Written instruction 1: Reproduce the passage of the account of Bush's last night in Muskegon from "At approximately 3:10" up to and including "time of death.".

Text:
The 40-mile drive from Grand Rapids to the Muskegon metropolitan area would not have taken 2 hours and 15 minutes. Whether Bush went to a bar in Grand Rapids before returning to Muskegon or stopped along the way is unknown. It is also possible that Bush might have returned to his law office. However, no proof supporting any theory was produced other than the unsubstantiated testimony of Tony Lakos, owner of the first bar Bush was known to have visited, that "[Bush] just got back from Grand Rapids, and he was looking for someone".
Muskegon Heights is a suburb south of Muskegon. The three establishments Bush was known to have visited on the night of his death were all within several blocks of each other in Muskegon Heights. Bush's law office was three or four miles north in downtown Muskegon, while Bush's home was a few miles further north, in North Muskegon. Bush was killed shortly after entering the city limits of Muskegon.
Bush arrived at the Nitehawk sometime before 8:30 p.m. and remained there until the nightclub closed at 2:30 a.m. Wednesday, October 6. During the six hours at the Nitehawk, Bush had several beers and mixed drinks, danced with two or three women and talked with several patrons.
After the Nitehawk closed, Bush drove east for six or seven blocks to Alice's Restaurant, arriving between 2:30 a.m. and 2:45 a.m. He was described by witnesses there as "ornery and mean". Although no one stated that Bush was staggering or had slurred speech, it was apparent that he had been drinking. Bush ordered and consumed a hamburger and a cup of coffee. In the course of the meal, Bush attempted to pick a fight with another customer and with the 14-year-old dishwasher. He also annoyed a woman patron, despite her requests to be left alone.
Bush used abusive language and shoved a customer, a large man who was several inches taller and 70 pounds heavier than the attorney. Similarly, Bush acted hostilely toward the young dishwasher, ordering him to hit Bush's car in order to provide an excuse to beat the boy. The cook had the boy go into the kitchen, and the customer left the restaurant in an attempt to avoid further confrontation. Bush followed the man outside and continued the verbal abuse and shoving until the man drove away.
Bush also appeared to be forgetful. Upon returning to his seat after the altercation with the customer, he asked the cook for his hamburger and coffee. Despite the fact that Bush had eaten the meal only a few minutes earlier, the cook decided that it would be futile to argue with him, so she cooked a second meal without charge.
Since it was apparent to the employees at Alice's that Bush was in no condition to drive, they tried to get him to take a cab home. At one point they even offered to pay his fare, but he refused. Bush left the restaurant a little after 3 a.m. Wednesday, October 6, 1971.
At approximately 3:10 a.m., Bush was killed in his car three and one-half miles from Alice's Restaurant by a 12-gauge shotgun blast to the right side of his face and head. No one was ever charged with the murder, but the Muskegon Police Department's theory is that Bush was the victim of an attempted armed robbery by one or more unknown assailants. A blood test taken from decedent indicated a 0.21% level of alcohol in his blood at the time of death.

Written instruction 2: Turn the records below, from the line with "Could you please point out the woman's black" up to and including the final line of the records, into a numbered list, omitting blank lines.

Some records:
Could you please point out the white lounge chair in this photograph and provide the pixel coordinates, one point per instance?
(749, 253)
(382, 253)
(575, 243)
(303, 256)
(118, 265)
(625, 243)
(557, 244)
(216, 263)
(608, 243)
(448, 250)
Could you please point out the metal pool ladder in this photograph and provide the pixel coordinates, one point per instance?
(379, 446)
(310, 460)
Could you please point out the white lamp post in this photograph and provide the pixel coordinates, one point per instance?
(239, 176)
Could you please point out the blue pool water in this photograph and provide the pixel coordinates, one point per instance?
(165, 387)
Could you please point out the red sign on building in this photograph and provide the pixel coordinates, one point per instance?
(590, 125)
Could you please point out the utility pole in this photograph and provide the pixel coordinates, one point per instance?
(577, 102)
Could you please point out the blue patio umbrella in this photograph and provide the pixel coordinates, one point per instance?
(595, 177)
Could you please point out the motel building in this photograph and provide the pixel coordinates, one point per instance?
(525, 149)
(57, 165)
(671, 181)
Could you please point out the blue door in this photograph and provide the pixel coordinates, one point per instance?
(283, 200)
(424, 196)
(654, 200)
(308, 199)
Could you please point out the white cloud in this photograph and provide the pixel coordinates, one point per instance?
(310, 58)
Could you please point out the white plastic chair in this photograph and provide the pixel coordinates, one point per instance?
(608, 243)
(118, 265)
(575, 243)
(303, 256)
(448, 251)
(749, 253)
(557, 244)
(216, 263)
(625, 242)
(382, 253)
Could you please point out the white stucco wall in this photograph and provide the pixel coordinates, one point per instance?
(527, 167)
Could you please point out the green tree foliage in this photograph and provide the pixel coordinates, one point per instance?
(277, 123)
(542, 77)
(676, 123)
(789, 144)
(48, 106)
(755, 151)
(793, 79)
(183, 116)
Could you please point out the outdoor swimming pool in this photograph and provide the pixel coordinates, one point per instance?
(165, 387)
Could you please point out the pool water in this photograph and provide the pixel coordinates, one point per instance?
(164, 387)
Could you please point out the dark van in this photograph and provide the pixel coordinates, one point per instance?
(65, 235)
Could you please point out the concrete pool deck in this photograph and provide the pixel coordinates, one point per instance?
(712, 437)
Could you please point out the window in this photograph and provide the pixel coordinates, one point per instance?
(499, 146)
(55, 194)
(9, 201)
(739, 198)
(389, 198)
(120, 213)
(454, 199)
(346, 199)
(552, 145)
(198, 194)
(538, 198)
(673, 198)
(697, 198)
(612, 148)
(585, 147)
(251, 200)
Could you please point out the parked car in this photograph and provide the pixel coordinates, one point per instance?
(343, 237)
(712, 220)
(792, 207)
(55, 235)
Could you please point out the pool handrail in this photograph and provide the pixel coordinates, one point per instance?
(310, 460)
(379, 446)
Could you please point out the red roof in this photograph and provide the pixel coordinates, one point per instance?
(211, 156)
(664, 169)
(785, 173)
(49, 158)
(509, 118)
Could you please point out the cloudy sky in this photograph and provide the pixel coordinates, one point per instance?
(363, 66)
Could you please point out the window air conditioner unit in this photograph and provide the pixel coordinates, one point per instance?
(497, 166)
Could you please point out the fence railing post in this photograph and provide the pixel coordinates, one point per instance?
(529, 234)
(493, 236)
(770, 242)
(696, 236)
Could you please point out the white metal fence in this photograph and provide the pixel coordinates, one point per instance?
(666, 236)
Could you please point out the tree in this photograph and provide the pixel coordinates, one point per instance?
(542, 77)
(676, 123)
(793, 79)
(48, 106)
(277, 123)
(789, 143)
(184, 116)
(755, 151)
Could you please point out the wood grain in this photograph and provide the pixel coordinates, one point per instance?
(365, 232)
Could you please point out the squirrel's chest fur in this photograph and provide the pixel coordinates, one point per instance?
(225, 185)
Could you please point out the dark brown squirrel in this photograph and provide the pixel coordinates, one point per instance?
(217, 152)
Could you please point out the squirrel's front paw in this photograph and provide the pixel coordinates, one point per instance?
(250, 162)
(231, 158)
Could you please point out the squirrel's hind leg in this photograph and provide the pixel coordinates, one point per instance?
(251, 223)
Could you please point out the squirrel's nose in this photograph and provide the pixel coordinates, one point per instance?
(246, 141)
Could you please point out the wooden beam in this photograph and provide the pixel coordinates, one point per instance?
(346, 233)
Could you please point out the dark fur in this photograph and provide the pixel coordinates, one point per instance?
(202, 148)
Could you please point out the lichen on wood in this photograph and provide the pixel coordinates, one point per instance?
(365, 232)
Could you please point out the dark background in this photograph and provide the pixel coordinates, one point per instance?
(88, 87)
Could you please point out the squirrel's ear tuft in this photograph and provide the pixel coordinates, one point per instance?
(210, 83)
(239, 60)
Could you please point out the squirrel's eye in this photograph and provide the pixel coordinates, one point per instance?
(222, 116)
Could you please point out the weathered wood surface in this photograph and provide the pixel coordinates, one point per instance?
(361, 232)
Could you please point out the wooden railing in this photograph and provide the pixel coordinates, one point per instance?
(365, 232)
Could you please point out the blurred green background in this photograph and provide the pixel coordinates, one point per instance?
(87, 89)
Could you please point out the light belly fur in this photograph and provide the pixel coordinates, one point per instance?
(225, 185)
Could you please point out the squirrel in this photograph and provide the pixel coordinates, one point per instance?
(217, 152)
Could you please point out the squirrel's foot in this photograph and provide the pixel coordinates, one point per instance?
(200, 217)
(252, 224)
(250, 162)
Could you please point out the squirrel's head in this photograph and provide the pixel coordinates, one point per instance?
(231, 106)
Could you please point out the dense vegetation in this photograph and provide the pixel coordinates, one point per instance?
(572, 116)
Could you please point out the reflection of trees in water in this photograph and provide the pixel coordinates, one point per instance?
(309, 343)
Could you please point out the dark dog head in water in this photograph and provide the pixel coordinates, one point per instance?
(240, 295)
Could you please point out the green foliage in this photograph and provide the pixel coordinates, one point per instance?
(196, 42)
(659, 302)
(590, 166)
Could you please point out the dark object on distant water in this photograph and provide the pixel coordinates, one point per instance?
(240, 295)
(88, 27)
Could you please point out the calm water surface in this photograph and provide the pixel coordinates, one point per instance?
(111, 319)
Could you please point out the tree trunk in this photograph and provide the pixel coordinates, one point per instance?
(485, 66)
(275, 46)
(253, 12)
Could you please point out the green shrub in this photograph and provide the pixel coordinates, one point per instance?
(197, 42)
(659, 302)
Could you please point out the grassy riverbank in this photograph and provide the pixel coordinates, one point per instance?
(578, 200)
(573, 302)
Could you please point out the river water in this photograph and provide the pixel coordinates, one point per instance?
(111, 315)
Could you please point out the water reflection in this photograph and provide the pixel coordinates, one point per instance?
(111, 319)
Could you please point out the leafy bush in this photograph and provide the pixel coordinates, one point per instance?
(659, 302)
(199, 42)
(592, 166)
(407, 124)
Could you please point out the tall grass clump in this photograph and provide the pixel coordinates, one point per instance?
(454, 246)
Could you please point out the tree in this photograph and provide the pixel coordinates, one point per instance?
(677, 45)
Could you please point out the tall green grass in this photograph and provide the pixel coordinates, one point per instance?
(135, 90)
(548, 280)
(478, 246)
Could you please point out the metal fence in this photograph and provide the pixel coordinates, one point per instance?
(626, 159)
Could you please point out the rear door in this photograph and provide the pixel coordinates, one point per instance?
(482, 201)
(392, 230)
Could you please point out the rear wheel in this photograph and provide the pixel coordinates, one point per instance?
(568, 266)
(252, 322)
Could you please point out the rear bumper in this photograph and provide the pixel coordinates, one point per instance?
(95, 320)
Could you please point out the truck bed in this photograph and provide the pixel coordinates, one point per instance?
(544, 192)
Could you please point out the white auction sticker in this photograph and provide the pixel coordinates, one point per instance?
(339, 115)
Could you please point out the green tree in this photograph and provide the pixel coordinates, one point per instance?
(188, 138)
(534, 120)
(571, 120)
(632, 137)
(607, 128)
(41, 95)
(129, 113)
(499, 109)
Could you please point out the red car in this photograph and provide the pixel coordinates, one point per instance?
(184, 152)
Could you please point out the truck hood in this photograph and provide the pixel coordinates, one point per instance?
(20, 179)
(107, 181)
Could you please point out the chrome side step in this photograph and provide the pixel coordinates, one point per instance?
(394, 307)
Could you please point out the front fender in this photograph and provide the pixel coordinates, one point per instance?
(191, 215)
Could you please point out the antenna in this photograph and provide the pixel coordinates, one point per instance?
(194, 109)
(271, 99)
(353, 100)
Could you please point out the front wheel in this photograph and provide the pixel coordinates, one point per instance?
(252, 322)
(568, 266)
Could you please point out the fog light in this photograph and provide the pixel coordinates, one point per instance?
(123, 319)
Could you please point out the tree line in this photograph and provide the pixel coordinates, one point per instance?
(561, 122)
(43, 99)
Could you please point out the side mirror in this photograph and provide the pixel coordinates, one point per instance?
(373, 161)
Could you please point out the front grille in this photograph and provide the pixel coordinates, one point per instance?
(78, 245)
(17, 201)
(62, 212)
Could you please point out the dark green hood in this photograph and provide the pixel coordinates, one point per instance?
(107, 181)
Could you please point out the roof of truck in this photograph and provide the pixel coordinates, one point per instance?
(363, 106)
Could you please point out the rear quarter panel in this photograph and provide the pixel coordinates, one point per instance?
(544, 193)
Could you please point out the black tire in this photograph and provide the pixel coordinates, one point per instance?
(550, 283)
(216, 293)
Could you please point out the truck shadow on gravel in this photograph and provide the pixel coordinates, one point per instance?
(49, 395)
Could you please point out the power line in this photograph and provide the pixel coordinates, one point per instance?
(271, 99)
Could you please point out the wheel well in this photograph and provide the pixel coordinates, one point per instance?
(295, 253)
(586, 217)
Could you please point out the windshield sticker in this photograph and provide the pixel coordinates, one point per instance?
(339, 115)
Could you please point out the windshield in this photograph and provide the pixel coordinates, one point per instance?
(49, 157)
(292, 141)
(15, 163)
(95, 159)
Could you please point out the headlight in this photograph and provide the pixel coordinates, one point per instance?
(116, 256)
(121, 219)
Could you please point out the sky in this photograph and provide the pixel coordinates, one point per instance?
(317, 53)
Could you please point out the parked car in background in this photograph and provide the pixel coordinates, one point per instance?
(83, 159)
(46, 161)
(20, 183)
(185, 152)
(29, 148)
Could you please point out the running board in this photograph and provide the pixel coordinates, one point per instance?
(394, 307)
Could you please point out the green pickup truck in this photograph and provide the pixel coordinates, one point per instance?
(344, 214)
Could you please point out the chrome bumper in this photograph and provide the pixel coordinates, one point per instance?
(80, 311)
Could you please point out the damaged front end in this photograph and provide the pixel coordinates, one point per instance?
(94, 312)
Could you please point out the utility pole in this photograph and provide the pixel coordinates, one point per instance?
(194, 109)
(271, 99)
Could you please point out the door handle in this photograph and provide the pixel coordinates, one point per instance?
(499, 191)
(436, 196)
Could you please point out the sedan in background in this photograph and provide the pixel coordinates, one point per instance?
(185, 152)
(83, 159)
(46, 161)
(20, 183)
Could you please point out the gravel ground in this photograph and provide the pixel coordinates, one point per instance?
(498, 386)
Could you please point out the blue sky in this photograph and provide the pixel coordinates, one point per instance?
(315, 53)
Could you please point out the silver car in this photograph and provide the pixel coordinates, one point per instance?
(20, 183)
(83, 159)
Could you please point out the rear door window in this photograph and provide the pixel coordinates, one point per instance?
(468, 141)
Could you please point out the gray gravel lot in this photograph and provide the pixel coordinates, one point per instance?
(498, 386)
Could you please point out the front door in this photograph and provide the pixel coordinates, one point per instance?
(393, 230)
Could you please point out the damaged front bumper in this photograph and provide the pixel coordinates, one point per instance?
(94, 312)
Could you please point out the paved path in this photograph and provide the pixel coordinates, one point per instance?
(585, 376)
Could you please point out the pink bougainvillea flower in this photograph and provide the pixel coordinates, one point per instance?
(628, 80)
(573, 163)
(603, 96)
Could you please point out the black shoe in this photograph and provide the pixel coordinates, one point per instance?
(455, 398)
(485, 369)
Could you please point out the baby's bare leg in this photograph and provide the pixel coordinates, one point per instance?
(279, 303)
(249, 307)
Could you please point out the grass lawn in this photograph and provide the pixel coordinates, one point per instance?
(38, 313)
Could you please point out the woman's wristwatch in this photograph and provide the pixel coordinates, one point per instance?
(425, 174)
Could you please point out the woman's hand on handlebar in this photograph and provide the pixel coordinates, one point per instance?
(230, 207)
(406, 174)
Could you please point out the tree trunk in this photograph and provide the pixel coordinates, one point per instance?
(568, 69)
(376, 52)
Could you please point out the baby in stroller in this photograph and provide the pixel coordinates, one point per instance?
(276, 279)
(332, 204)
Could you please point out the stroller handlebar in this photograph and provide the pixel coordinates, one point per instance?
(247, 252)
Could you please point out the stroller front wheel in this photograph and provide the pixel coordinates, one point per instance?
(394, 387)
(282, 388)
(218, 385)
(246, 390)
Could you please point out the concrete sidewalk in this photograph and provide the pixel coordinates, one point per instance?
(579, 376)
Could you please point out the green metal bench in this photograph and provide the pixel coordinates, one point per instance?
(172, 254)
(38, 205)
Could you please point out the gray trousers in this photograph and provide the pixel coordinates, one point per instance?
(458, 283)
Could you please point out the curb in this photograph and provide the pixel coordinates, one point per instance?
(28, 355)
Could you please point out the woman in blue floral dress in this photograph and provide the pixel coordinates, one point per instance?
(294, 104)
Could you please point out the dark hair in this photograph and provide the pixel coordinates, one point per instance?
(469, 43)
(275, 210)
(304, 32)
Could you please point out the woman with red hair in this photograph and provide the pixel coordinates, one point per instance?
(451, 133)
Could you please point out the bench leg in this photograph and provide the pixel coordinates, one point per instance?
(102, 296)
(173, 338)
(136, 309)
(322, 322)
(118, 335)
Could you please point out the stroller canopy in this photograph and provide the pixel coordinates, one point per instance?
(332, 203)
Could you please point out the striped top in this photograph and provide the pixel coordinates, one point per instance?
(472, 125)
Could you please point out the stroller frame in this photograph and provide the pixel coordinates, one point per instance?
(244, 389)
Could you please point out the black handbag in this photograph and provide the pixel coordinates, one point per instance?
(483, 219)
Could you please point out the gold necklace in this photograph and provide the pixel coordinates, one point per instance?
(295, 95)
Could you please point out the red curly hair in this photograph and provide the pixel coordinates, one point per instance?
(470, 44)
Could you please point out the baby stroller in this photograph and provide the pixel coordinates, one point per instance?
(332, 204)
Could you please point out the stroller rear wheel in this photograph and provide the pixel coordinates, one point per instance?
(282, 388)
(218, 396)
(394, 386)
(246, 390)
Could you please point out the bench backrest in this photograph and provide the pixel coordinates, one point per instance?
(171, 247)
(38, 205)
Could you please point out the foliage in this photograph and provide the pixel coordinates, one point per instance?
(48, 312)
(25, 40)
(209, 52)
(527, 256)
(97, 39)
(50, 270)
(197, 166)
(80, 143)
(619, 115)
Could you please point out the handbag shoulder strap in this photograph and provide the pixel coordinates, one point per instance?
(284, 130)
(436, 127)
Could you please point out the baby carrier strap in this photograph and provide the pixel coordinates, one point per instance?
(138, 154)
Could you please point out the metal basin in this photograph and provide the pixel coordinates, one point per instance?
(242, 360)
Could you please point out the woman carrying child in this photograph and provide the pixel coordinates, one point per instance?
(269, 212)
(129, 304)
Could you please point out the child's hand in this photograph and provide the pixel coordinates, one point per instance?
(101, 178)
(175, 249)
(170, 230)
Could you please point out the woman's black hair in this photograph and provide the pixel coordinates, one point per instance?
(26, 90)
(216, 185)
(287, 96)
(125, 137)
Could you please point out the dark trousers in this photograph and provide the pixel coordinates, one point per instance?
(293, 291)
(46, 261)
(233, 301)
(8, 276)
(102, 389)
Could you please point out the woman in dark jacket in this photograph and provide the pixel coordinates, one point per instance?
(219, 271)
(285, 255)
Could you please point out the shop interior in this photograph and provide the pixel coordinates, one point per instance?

Written answer 1:
At approximately 3:10 a.m., Bush was killed in his car three and one-half miles from Alice's Restaurant by a 12-gauge shotgun blast to the right side of his face and head. No one was ever charged with the murder, but the Muskegon Police Department's theory is that Bush was the victim of an attempted armed robbery by one or more unknown assailants. A blood test taken from decedent indicated a 0.21% level of alcohol in his blood at the time of death.

Written answer 2:
1. Could you please point out the woman's black hair in this photograph and provide the pixel coordinates, one point per instance?
2. (26, 90)
3. (216, 185)
4. (287, 96)
5. (125, 137)
6. Could you please point out the dark trousers in this photograph and provide the pixel coordinates, one point per instance?
7. (293, 291)
8. (46, 261)
9. (233, 301)
10. (8, 276)
11. (102, 389)
12. Could you please point out the woman in dark jacket in this photograph and provide the pixel coordinates, one point per instance?
13. (219, 271)
14. (285, 255)
15. Could you please point out the shop interior in this photograph and provide the pixel coordinates, one point per instance?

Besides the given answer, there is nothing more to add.